>> BEGIN Data provided

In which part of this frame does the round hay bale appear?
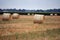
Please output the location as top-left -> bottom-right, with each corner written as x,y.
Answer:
28,13 -> 30,15
50,14 -> 53,16
2,13 -> 11,20
34,14 -> 45,24
54,14 -> 57,16
12,13 -> 19,19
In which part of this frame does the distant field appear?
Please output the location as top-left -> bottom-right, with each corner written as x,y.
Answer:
0,15 -> 60,40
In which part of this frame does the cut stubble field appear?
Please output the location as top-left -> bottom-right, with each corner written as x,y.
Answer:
0,15 -> 60,40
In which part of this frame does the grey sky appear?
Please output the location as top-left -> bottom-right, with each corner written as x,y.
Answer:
0,0 -> 60,9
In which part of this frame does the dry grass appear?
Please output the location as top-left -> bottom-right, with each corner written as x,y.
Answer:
0,15 -> 60,40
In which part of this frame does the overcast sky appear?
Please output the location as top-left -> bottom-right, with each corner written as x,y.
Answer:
0,0 -> 60,9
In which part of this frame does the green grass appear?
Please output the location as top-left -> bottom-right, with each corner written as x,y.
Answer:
0,29 -> 60,40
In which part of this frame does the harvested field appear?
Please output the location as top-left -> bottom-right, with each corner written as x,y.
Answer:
0,15 -> 60,40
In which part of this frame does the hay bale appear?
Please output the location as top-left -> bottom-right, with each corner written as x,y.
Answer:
50,14 -> 53,16
2,13 -> 11,20
34,14 -> 45,24
12,13 -> 19,19
28,13 -> 30,15
54,14 -> 57,16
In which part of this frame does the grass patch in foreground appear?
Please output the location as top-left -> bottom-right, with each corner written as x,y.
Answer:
0,28 -> 60,40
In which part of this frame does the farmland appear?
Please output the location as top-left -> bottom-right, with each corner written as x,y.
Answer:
0,15 -> 60,40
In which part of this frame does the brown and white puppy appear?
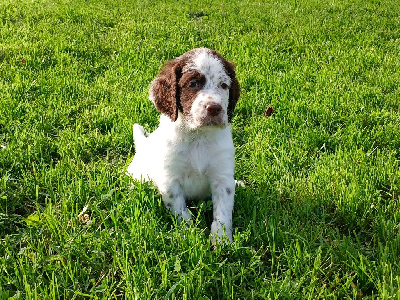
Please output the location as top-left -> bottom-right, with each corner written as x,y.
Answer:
127,48 -> 240,242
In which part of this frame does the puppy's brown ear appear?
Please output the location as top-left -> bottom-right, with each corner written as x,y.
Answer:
149,59 -> 182,122
225,61 -> 240,122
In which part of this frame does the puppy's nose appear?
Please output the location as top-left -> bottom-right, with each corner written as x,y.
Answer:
206,103 -> 222,117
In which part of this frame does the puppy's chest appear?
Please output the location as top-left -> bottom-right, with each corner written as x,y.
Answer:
175,141 -> 214,178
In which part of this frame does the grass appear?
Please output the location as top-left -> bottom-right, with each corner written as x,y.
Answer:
0,0 -> 400,299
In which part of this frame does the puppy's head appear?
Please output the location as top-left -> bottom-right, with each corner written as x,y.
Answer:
149,48 -> 240,129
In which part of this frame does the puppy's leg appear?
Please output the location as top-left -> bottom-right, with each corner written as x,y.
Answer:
211,178 -> 235,244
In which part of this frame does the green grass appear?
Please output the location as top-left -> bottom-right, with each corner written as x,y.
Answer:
0,0 -> 400,299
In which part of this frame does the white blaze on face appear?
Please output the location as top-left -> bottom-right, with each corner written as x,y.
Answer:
184,49 -> 231,128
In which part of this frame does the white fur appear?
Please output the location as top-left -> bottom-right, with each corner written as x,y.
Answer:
127,49 -> 235,242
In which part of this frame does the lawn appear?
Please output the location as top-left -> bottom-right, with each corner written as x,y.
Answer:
0,0 -> 400,299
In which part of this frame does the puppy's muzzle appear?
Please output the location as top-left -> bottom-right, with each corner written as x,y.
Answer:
206,103 -> 222,117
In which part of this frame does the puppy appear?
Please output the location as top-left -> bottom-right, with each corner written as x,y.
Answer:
127,48 -> 240,243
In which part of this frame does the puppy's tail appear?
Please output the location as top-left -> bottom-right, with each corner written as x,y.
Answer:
132,124 -> 147,147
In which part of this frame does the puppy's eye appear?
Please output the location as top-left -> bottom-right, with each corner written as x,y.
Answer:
189,80 -> 201,88
221,82 -> 229,90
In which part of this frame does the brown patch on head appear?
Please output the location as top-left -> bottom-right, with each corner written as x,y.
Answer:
211,50 -> 240,122
149,59 -> 181,121
149,53 -> 195,122
150,49 -> 240,122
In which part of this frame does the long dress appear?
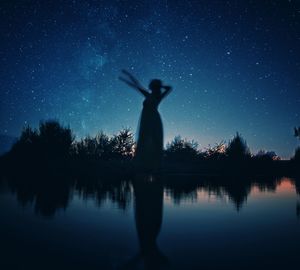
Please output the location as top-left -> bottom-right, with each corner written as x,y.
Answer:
135,94 -> 163,170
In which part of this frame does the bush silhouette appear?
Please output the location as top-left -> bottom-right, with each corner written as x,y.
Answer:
203,141 -> 226,160
165,136 -> 198,161
11,120 -> 74,159
74,129 -> 134,160
226,133 -> 250,160
253,150 -> 280,161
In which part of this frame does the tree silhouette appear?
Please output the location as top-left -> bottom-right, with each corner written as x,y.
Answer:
203,141 -> 226,160
11,120 -> 74,160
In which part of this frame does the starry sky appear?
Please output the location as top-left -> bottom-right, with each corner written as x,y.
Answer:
0,0 -> 300,158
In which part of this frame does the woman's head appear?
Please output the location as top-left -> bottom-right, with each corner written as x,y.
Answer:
149,79 -> 163,94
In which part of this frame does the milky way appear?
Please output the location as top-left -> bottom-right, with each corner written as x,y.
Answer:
0,0 -> 300,157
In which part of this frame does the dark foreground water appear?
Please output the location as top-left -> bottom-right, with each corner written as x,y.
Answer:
0,176 -> 300,269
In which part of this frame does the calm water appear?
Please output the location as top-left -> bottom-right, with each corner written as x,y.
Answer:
0,176 -> 300,269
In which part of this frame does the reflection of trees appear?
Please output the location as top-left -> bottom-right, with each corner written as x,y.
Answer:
0,163 -> 300,216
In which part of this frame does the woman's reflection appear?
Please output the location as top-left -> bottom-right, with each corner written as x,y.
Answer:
125,175 -> 168,269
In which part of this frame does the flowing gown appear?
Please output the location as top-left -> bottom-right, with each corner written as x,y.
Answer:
135,94 -> 163,170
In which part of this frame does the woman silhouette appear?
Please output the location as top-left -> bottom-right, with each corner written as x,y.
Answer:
120,70 -> 172,171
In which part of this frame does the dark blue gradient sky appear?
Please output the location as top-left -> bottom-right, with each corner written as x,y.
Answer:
0,0 -> 300,157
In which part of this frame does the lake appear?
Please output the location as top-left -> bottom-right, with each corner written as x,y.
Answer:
0,175 -> 300,269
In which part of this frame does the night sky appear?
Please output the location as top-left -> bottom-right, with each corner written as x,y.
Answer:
0,0 -> 300,158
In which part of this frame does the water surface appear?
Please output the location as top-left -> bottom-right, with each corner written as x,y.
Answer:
0,175 -> 300,269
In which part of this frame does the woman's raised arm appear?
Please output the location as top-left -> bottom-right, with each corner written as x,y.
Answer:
160,86 -> 172,99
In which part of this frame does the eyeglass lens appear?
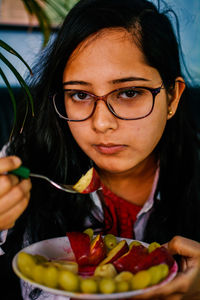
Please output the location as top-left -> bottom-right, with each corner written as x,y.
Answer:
54,87 -> 158,121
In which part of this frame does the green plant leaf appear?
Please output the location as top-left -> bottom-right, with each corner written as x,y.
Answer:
0,53 -> 34,116
0,40 -> 33,75
0,68 -> 17,135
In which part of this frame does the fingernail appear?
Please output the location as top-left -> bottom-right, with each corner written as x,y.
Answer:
13,156 -> 22,165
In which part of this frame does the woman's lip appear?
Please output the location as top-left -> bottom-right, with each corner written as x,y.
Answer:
94,144 -> 126,154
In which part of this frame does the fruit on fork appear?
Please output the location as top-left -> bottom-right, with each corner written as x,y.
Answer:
73,167 -> 100,194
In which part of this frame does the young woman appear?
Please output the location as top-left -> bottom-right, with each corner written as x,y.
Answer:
0,0 -> 200,300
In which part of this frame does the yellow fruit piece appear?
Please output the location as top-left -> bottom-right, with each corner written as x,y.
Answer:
148,242 -> 160,253
43,266 -> 58,288
99,278 -> 116,294
80,278 -> 98,294
32,265 -> 45,284
116,280 -> 130,293
115,271 -> 134,282
73,168 -> 93,193
58,270 -> 80,292
159,264 -> 169,280
131,270 -> 151,290
17,251 -> 36,278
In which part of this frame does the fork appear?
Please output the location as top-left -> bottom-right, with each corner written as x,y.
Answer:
9,166 -> 78,194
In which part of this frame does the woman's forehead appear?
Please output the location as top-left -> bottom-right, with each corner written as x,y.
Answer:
63,28 -> 159,82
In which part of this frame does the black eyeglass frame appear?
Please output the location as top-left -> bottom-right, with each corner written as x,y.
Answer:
53,83 -> 163,122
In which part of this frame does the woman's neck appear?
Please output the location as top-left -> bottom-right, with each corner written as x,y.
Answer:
99,156 -> 157,206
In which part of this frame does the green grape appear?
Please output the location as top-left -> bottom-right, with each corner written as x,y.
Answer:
83,228 -> 94,241
58,270 -> 80,292
129,241 -> 142,249
99,277 -> 116,294
104,233 -> 117,250
17,251 -> 35,278
80,278 -> 98,294
148,242 -> 160,253
94,264 -> 117,277
43,265 -> 58,288
32,265 -> 45,284
131,270 -> 151,290
116,280 -> 130,293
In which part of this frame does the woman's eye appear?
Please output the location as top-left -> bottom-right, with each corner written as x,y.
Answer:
119,90 -> 138,98
71,92 -> 90,101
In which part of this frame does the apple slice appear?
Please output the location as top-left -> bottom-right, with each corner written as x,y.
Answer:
67,232 -> 106,266
67,231 -> 90,265
73,167 -> 100,194
99,240 -> 129,266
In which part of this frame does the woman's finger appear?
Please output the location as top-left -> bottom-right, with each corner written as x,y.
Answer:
0,195 -> 30,230
0,175 -> 19,197
0,156 -> 22,174
167,236 -> 200,257
0,179 -> 31,215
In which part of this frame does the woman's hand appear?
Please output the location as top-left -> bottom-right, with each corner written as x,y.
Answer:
131,236 -> 200,300
0,156 -> 31,230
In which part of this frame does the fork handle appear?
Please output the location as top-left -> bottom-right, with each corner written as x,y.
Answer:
9,166 -> 30,179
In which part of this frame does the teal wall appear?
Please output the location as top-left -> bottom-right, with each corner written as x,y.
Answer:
0,0 -> 200,86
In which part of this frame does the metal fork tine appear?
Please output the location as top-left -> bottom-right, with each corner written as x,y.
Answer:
29,173 -> 78,194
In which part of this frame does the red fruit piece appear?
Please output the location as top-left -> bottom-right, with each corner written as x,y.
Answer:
67,231 -> 90,265
100,240 -> 129,265
113,245 -> 148,273
88,234 -> 106,266
78,265 -> 97,277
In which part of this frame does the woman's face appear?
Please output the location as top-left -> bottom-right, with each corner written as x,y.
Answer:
63,29 -> 173,173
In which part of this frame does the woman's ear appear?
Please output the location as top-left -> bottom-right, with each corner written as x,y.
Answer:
167,77 -> 185,119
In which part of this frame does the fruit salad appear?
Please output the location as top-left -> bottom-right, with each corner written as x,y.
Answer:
17,228 -> 175,294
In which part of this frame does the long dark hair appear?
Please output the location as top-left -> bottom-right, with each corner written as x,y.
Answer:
4,0 -> 200,255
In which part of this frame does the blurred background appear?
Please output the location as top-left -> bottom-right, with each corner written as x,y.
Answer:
0,0 -> 200,148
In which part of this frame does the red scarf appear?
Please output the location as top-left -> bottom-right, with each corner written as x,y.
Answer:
102,184 -> 142,239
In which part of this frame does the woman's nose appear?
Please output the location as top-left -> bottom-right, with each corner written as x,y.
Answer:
92,100 -> 118,133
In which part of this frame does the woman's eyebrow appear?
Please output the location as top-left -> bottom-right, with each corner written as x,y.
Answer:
110,77 -> 149,84
63,80 -> 91,85
63,77 -> 149,86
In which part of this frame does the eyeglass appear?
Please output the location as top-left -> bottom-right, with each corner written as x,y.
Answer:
53,84 -> 163,122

>> END Data provided

What you will do | Could you output the lines of the material from the one containing "In which part of this frame does the bush" through the one containing "0,163 -> 300,216", both included, as a numbered list with blank lines left out?

Response to the exercise |
1. In which part of this frame does the bush silhouette appear?
2. Please output the location as top-left -> bottom-right, with each corner written as x,y.
3. Answer:
4. 203,141 -> 226,160
5. 165,136 -> 198,161
6. 11,120 -> 74,159
7. 74,129 -> 134,160
8. 226,133 -> 250,160
9. 253,150 -> 280,161
10. In which part of this frame does the tree silhouette appear?
11. Please output the location as top-left -> bottom-right, with each corner written as x,y.
12. Answer:
13. 203,141 -> 226,160
14. 11,120 -> 74,160
15. In which part of this frame does the starry sky appear?
16. Please output the location as top-left -> bottom-right, with each corner written as x,y.
17. Answer:
18. 0,0 -> 300,158
19. In which part of this frame does the woman's head appear?
20. Please output the location as top-left -> bottom-right, with each corner written as x,y.
21. Answer:
22. 149,79 -> 163,94
23. In which part of this frame does the milky way appear?
24. Please output the location as top-left -> bottom-right, with each corner written as x,y.
25. Answer:
26. 0,0 -> 300,157
27. In which part of this frame does the dark foreground water appear?
28. Please output the location as top-left -> bottom-right, with each corner written as x,y.
29. Answer:
30. 0,176 -> 300,269
31. In which part of this frame does the calm water appear?
32. Please output the location as top-left -> bottom-right, with each corner written as x,y.
33. Answer:
34. 0,176 -> 300,269
35. In which part of this frame does the reflection of trees appear?
36. Please output the location as top-left -> bottom-right, with each corner written as x,y.
37. Answer:
38. 0,163 -> 300,216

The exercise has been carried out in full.